Task goal:
For the records that follow, return only the count of lines containing the string "below".

━━ Records for processing ━━

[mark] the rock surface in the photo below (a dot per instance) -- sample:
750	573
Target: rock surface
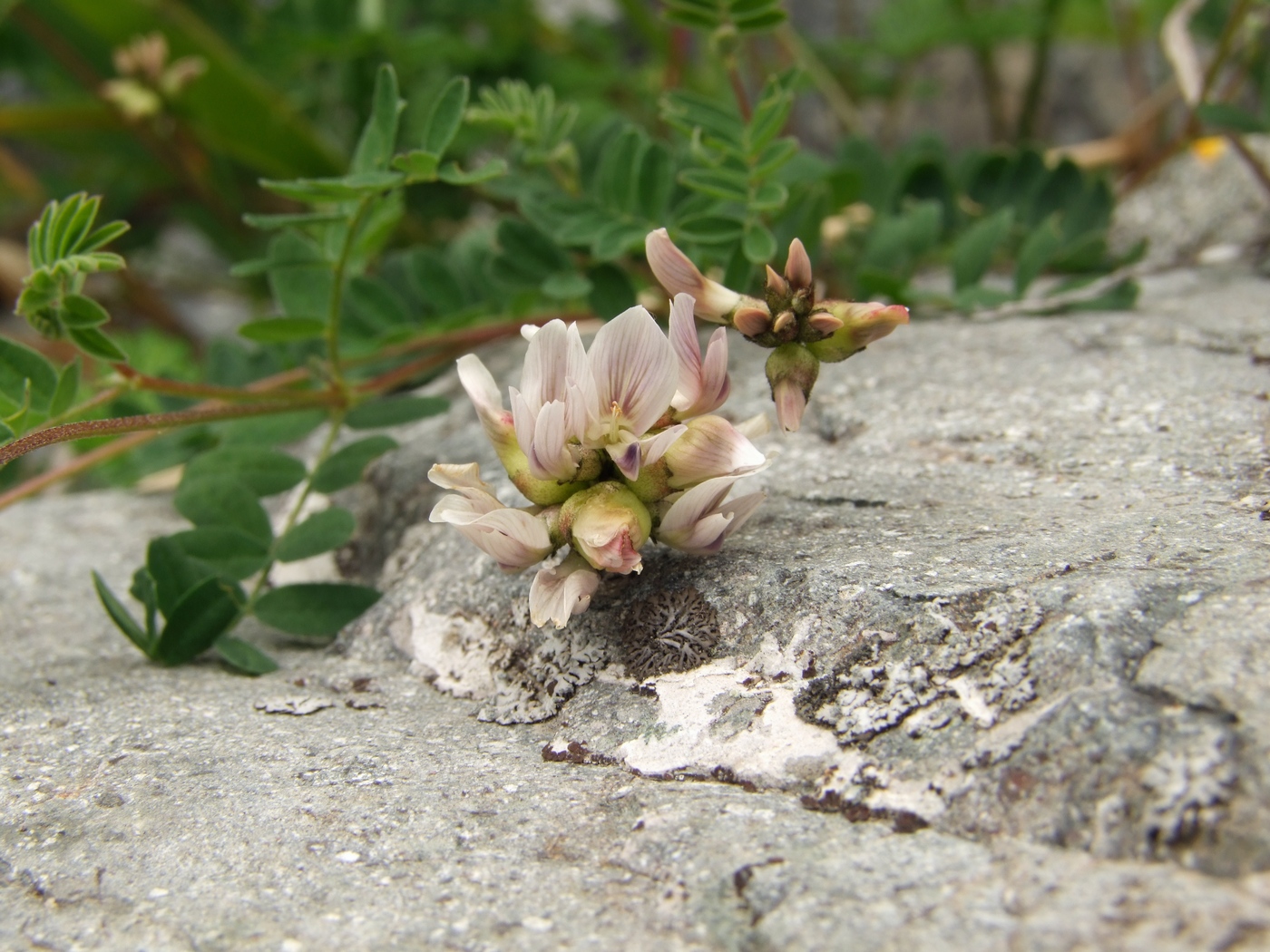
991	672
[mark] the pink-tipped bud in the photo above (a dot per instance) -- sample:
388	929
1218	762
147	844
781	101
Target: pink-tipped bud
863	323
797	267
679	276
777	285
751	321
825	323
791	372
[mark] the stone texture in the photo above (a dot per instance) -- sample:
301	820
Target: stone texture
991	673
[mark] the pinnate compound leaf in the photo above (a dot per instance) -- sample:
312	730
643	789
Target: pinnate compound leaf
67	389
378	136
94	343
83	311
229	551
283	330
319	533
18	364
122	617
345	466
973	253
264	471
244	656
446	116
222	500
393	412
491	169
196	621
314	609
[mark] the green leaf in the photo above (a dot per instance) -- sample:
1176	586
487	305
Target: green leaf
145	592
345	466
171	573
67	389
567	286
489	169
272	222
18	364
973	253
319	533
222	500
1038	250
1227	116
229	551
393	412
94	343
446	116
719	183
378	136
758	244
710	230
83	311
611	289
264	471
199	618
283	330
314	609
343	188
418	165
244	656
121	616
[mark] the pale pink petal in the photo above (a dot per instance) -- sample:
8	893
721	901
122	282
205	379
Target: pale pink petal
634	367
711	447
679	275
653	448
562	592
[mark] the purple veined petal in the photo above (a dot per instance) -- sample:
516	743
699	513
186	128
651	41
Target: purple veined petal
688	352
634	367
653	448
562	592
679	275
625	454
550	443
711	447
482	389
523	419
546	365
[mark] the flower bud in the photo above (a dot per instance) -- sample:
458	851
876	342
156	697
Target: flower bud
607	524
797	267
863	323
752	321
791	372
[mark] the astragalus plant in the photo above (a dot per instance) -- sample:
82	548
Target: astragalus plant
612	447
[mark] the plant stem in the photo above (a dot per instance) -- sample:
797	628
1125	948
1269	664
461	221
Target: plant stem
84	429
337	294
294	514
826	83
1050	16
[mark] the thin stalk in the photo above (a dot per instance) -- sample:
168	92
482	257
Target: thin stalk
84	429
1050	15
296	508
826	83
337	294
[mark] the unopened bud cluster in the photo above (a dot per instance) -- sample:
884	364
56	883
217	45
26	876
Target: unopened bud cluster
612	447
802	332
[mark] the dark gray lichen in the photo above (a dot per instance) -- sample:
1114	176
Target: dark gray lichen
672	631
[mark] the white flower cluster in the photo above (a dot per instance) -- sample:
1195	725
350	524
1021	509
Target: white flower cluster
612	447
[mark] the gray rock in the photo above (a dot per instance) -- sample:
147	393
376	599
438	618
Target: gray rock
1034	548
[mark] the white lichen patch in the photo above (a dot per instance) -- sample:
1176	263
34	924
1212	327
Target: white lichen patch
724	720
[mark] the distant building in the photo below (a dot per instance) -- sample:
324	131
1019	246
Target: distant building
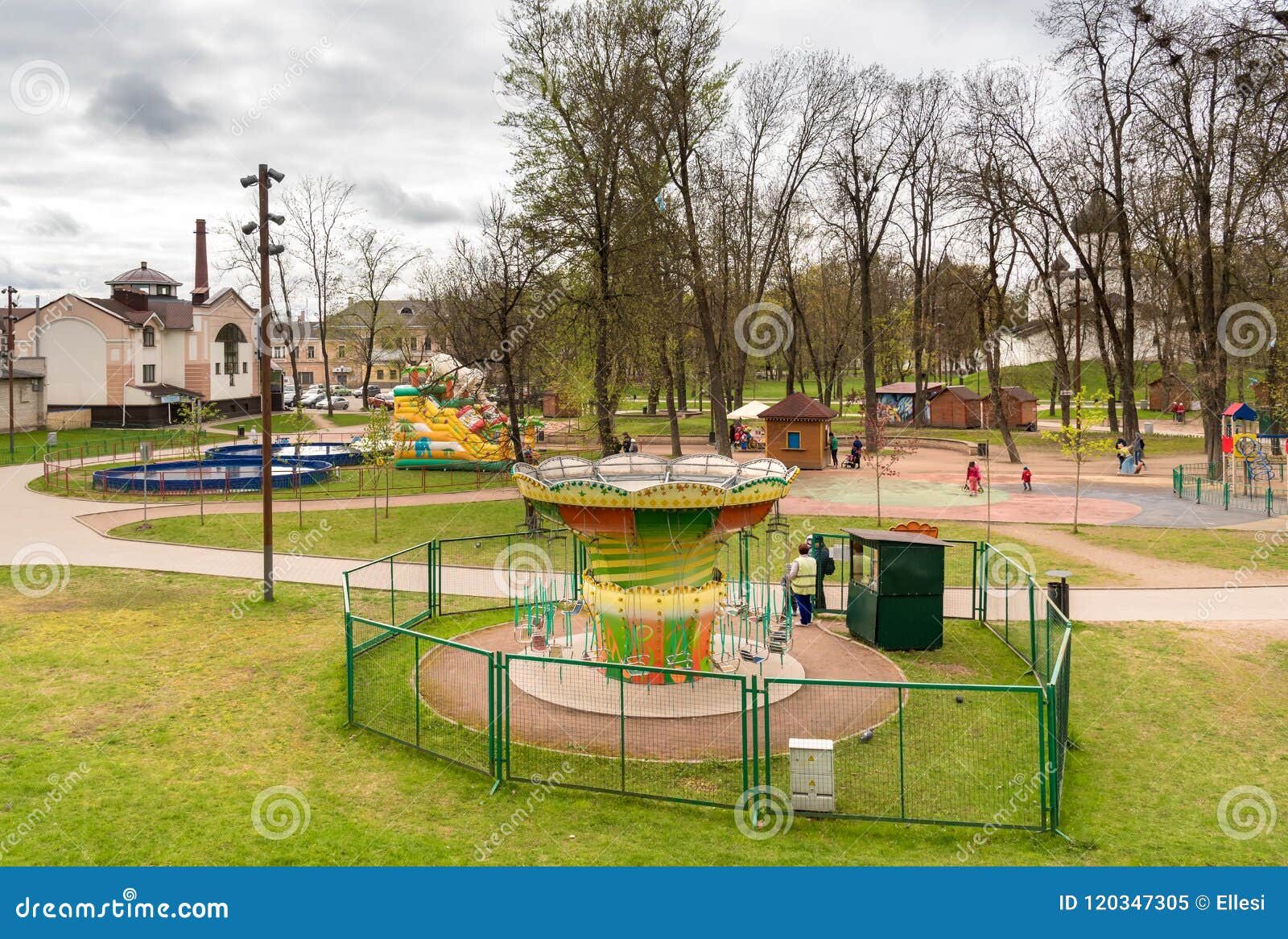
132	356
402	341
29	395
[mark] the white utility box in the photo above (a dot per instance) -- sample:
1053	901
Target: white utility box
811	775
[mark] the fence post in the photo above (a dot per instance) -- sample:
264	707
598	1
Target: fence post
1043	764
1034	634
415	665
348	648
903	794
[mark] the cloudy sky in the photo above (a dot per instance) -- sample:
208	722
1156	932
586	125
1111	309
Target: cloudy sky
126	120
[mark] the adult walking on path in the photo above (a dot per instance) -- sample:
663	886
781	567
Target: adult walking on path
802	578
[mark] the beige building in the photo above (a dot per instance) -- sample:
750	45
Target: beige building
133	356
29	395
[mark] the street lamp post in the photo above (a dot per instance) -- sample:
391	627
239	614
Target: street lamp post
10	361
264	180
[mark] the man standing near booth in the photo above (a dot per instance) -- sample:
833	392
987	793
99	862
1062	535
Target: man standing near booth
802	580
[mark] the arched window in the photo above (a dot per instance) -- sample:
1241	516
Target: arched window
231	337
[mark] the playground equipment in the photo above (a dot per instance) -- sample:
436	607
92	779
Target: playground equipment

━━━
━━ Records for processing ━━

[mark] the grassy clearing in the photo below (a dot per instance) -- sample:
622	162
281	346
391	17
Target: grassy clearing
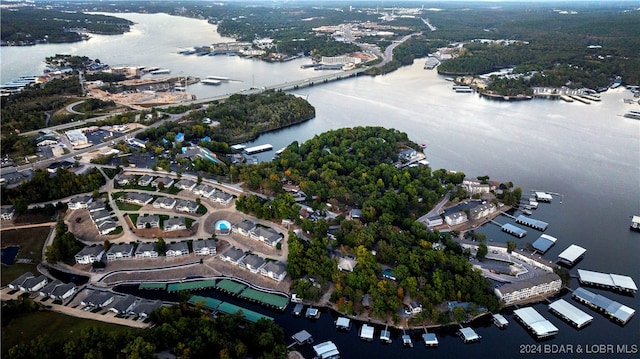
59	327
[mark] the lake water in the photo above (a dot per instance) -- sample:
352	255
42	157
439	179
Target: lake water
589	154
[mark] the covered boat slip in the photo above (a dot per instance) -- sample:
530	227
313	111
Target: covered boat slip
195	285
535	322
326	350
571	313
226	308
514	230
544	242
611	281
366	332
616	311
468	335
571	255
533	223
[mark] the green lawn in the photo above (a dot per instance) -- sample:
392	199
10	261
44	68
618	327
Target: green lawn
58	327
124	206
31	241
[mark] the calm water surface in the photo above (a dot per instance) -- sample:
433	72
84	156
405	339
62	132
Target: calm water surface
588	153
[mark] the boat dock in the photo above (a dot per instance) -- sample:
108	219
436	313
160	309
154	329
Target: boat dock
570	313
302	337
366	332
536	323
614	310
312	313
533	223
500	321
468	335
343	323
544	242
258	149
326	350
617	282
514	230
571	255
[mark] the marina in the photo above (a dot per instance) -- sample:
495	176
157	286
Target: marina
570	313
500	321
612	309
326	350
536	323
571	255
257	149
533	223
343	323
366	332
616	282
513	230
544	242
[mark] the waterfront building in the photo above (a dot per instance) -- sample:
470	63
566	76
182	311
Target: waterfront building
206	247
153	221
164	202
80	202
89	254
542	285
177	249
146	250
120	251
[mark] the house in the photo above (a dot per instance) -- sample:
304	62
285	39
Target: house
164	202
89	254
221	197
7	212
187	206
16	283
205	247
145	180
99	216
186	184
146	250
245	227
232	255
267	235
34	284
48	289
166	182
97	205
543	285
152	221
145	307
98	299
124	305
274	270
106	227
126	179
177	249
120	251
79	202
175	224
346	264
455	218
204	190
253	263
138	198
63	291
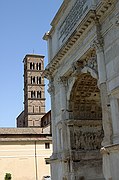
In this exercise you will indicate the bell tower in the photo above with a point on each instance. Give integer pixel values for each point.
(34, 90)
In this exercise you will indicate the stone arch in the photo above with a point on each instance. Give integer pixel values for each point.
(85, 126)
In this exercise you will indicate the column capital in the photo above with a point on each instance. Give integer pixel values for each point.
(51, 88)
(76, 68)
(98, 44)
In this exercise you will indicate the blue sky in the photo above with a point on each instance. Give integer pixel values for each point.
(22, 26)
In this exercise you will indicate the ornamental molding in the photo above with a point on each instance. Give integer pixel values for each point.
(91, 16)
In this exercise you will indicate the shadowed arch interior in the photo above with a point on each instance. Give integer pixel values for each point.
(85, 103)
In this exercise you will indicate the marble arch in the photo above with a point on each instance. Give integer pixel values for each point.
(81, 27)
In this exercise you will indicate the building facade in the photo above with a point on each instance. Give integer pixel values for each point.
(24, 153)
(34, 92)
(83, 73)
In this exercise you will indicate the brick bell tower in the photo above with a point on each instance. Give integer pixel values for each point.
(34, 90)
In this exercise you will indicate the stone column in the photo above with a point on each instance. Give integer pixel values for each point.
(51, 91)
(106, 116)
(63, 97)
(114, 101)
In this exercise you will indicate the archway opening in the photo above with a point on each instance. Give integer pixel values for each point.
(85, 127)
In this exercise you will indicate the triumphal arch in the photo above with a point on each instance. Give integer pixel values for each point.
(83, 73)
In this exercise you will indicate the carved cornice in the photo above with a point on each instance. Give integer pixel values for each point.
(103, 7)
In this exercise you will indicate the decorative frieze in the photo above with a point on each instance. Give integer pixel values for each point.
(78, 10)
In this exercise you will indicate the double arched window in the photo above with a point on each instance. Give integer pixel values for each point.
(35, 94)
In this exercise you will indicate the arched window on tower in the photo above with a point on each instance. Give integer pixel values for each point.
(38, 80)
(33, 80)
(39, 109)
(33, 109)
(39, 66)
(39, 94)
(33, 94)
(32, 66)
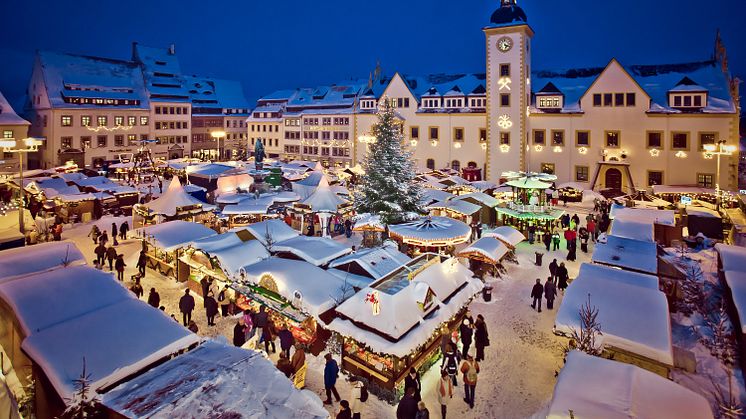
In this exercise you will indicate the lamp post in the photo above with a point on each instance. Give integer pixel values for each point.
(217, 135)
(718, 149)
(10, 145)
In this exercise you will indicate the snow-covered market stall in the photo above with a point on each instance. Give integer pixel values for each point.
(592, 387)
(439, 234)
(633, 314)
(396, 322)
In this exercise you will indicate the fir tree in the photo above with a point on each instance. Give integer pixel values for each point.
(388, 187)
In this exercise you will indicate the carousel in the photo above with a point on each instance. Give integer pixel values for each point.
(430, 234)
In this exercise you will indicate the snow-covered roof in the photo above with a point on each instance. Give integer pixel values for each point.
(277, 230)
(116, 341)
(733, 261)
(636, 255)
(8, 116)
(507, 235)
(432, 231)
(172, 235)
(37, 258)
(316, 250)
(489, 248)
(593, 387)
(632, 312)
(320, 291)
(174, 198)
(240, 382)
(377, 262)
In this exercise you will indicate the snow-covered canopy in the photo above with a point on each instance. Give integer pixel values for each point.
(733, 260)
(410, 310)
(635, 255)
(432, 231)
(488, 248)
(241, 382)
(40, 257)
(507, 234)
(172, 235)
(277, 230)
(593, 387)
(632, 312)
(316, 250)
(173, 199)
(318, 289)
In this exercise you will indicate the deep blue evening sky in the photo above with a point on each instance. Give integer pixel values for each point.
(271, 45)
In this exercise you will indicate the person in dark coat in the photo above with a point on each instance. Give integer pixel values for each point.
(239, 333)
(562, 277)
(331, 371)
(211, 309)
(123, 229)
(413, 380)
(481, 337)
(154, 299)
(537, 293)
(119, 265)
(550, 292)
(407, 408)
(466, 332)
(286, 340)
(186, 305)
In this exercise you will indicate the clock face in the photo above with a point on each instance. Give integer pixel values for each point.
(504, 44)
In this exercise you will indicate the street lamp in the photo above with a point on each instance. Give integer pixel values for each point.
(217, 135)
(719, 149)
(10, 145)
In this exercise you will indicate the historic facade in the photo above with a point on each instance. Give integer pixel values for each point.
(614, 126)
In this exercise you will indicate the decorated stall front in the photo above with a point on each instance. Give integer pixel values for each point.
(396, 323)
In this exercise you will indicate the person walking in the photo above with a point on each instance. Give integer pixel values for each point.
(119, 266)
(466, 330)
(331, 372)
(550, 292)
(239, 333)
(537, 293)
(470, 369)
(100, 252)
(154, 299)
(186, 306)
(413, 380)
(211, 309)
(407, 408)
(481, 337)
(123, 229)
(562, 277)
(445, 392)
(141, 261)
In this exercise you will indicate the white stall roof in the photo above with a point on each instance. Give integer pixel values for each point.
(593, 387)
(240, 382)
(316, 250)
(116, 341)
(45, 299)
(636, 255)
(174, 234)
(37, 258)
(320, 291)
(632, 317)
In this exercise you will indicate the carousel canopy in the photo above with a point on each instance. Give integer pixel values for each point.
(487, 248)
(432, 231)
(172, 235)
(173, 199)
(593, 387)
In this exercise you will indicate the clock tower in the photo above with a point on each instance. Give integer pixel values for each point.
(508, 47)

━━━

Response for this exercise:
3